*EXERCISE OBJECTIVE:* Please reproduce the rows below word for word, from the line with "Field inspection note: the tree" up to and including the last line of the rows. Leave the pictures out of your answer.

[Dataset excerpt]
>> start

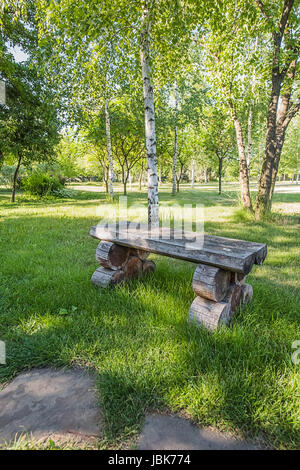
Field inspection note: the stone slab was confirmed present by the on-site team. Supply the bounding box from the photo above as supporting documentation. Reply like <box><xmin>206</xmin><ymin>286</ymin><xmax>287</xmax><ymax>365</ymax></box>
<box><xmin>0</xmin><ymin>368</ymin><xmax>101</xmax><ymax>445</ymax></box>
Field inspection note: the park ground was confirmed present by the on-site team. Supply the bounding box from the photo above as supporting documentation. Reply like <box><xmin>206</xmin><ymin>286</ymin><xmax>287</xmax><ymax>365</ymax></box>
<box><xmin>0</xmin><ymin>184</ymin><xmax>300</xmax><ymax>449</ymax></box>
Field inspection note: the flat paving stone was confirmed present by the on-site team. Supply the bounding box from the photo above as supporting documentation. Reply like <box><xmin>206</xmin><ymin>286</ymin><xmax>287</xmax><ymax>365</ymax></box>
<box><xmin>137</xmin><ymin>415</ymin><xmax>261</xmax><ymax>450</ymax></box>
<box><xmin>0</xmin><ymin>368</ymin><xmax>101</xmax><ymax>444</ymax></box>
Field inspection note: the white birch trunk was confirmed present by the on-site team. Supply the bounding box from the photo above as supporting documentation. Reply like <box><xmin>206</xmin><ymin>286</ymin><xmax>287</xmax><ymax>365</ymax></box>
<box><xmin>140</xmin><ymin>0</ymin><xmax>159</xmax><ymax>228</ymax></box>
<box><xmin>247</xmin><ymin>107</ymin><xmax>253</xmax><ymax>174</ymax></box>
<box><xmin>172</xmin><ymin>85</ymin><xmax>178</xmax><ymax>196</ymax></box>
<box><xmin>192</xmin><ymin>160</ymin><xmax>195</xmax><ymax>188</ymax></box>
<box><xmin>105</xmin><ymin>98</ymin><xmax>114</xmax><ymax>198</ymax></box>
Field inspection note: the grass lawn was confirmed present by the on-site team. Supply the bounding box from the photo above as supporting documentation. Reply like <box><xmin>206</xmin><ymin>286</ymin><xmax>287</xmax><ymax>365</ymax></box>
<box><xmin>0</xmin><ymin>185</ymin><xmax>300</xmax><ymax>449</ymax></box>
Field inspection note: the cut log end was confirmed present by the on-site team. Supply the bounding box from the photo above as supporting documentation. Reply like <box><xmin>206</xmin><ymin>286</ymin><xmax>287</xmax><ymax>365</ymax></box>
<box><xmin>188</xmin><ymin>284</ymin><xmax>253</xmax><ymax>330</ymax></box>
<box><xmin>91</xmin><ymin>266</ymin><xmax>125</xmax><ymax>287</ymax></box>
<box><xmin>188</xmin><ymin>297</ymin><xmax>230</xmax><ymax>330</ymax></box>
<box><xmin>193</xmin><ymin>264</ymin><xmax>231</xmax><ymax>302</ymax></box>
<box><xmin>142</xmin><ymin>260</ymin><xmax>156</xmax><ymax>276</ymax></box>
<box><xmin>124</xmin><ymin>256</ymin><xmax>143</xmax><ymax>279</ymax></box>
<box><xmin>241</xmin><ymin>284</ymin><xmax>253</xmax><ymax>304</ymax></box>
<box><xmin>96</xmin><ymin>241</ymin><xmax>130</xmax><ymax>270</ymax></box>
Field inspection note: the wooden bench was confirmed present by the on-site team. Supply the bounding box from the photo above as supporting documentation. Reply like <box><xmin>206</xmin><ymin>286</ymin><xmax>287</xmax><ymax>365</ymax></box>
<box><xmin>90</xmin><ymin>221</ymin><xmax>267</xmax><ymax>330</ymax></box>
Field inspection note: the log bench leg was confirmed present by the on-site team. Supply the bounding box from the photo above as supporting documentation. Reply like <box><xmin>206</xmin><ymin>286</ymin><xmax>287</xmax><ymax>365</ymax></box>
<box><xmin>91</xmin><ymin>241</ymin><xmax>156</xmax><ymax>287</ymax></box>
<box><xmin>188</xmin><ymin>265</ymin><xmax>253</xmax><ymax>330</ymax></box>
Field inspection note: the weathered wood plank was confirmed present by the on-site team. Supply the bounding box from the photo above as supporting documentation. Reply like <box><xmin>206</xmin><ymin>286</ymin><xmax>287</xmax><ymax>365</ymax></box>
<box><xmin>90</xmin><ymin>222</ymin><xmax>267</xmax><ymax>274</ymax></box>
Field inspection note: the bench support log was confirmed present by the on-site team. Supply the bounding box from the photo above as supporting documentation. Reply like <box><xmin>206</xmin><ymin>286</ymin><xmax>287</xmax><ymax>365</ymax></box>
<box><xmin>188</xmin><ymin>265</ymin><xmax>253</xmax><ymax>330</ymax></box>
<box><xmin>91</xmin><ymin>241</ymin><xmax>155</xmax><ymax>287</ymax></box>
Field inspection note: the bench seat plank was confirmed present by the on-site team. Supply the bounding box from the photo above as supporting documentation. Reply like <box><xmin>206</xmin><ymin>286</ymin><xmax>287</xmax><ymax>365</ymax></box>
<box><xmin>90</xmin><ymin>222</ymin><xmax>267</xmax><ymax>275</ymax></box>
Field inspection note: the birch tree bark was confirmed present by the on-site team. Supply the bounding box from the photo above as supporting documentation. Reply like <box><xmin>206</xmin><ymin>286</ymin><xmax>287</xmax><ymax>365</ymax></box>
<box><xmin>191</xmin><ymin>159</ymin><xmax>195</xmax><ymax>188</ymax></box>
<box><xmin>172</xmin><ymin>85</ymin><xmax>178</xmax><ymax>196</ymax></box>
<box><xmin>228</xmin><ymin>102</ymin><xmax>252</xmax><ymax>211</ymax></box>
<box><xmin>140</xmin><ymin>0</ymin><xmax>159</xmax><ymax>228</ymax></box>
<box><xmin>105</xmin><ymin>98</ymin><xmax>114</xmax><ymax>198</ymax></box>
<box><xmin>256</xmin><ymin>0</ymin><xmax>300</xmax><ymax>219</ymax></box>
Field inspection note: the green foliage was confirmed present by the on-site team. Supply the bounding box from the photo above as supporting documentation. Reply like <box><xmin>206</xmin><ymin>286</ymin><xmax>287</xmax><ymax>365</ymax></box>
<box><xmin>23</xmin><ymin>173</ymin><xmax>63</xmax><ymax>197</ymax></box>
<box><xmin>0</xmin><ymin>185</ymin><xmax>300</xmax><ymax>449</ymax></box>
<box><xmin>0</xmin><ymin>165</ymin><xmax>25</xmax><ymax>188</ymax></box>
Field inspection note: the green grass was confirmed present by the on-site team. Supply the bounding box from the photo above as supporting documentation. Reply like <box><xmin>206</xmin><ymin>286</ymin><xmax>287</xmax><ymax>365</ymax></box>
<box><xmin>0</xmin><ymin>185</ymin><xmax>300</xmax><ymax>449</ymax></box>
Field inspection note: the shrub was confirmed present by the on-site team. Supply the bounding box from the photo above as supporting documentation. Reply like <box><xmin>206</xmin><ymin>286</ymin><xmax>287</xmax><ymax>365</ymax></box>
<box><xmin>23</xmin><ymin>173</ymin><xmax>63</xmax><ymax>197</ymax></box>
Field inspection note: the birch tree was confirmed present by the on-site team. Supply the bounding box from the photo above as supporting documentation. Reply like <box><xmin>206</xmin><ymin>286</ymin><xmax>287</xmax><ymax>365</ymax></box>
<box><xmin>255</xmin><ymin>0</ymin><xmax>300</xmax><ymax>218</ymax></box>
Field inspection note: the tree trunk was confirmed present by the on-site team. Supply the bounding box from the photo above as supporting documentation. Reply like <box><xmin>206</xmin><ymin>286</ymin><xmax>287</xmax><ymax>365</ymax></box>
<box><xmin>105</xmin><ymin>98</ymin><xmax>114</xmax><ymax>198</ymax></box>
<box><xmin>140</xmin><ymin>0</ymin><xmax>159</xmax><ymax>227</ymax></box>
<box><xmin>231</xmin><ymin>113</ymin><xmax>252</xmax><ymax>211</ymax></box>
<box><xmin>172</xmin><ymin>85</ymin><xmax>178</xmax><ymax>196</ymax></box>
<box><xmin>11</xmin><ymin>154</ymin><xmax>22</xmax><ymax>202</ymax></box>
<box><xmin>255</xmin><ymin>0</ymin><xmax>300</xmax><ymax>219</ymax></box>
<box><xmin>247</xmin><ymin>106</ymin><xmax>253</xmax><ymax>176</ymax></box>
<box><xmin>192</xmin><ymin>160</ymin><xmax>195</xmax><ymax>188</ymax></box>
<box><xmin>218</xmin><ymin>157</ymin><xmax>223</xmax><ymax>194</ymax></box>
<box><xmin>139</xmin><ymin>162</ymin><xmax>144</xmax><ymax>191</ymax></box>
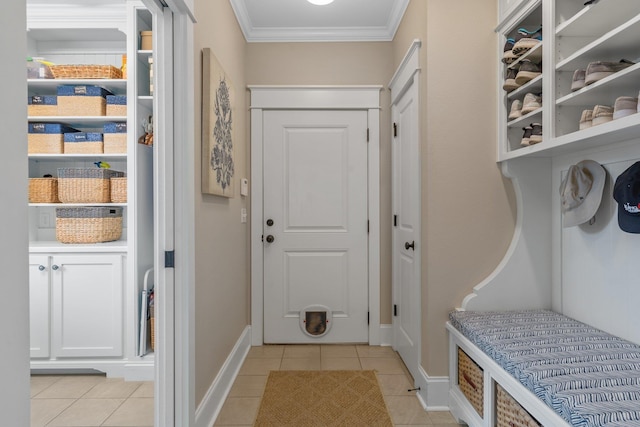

>> end

*THE RESULT:*
Field inspection note: the tree trunk was confirmed present by the on-site team. Supply the bounding box from the photo above as supporting documentation. Reply like <box><xmin>206</xmin><ymin>286</ymin><xmax>287</xmax><ymax>365</ymax></box>
<box><xmin>105</xmin><ymin>98</ymin><xmax>114</xmax><ymax>198</ymax></box>
<box><xmin>140</xmin><ymin>0</ymin><xmax>159</xmax><ymax>227</ymax></box>
<box><xmin>231</xmin><ymin>113</ymin><xmax>252</xmax><ymax>211</ymax></box>
<box><xmin>172</xmin><ymin>85</ymin><xmax>178</xmax><ymax>196</ymax></box>
<box><xmin>11</xmin><ymin>154</ymin><xmax>22</xmax><ymax>202</ymax></box>
<box><xmin>255</xmin><ymin>0</ymin><xmax>300</xmax><ymax>219</ymax></box>
<box><xmin>247</xmin><ymin>106</ymin><xmax>253</xmax><ymax>176</ymax></box>
<box><xmin>192</xmin><ymin>160</ymin><xmax>195</xmax><ymax>188</ymax></box>
<box><xmin>218</xmin><ymin>157</ymin><xmax>223</xmax><ymax>194</ymax></box>
<box><xmin>139</xmin><ymin>162</ymin><xmax>144</xmax><ymax>191</ymax></box>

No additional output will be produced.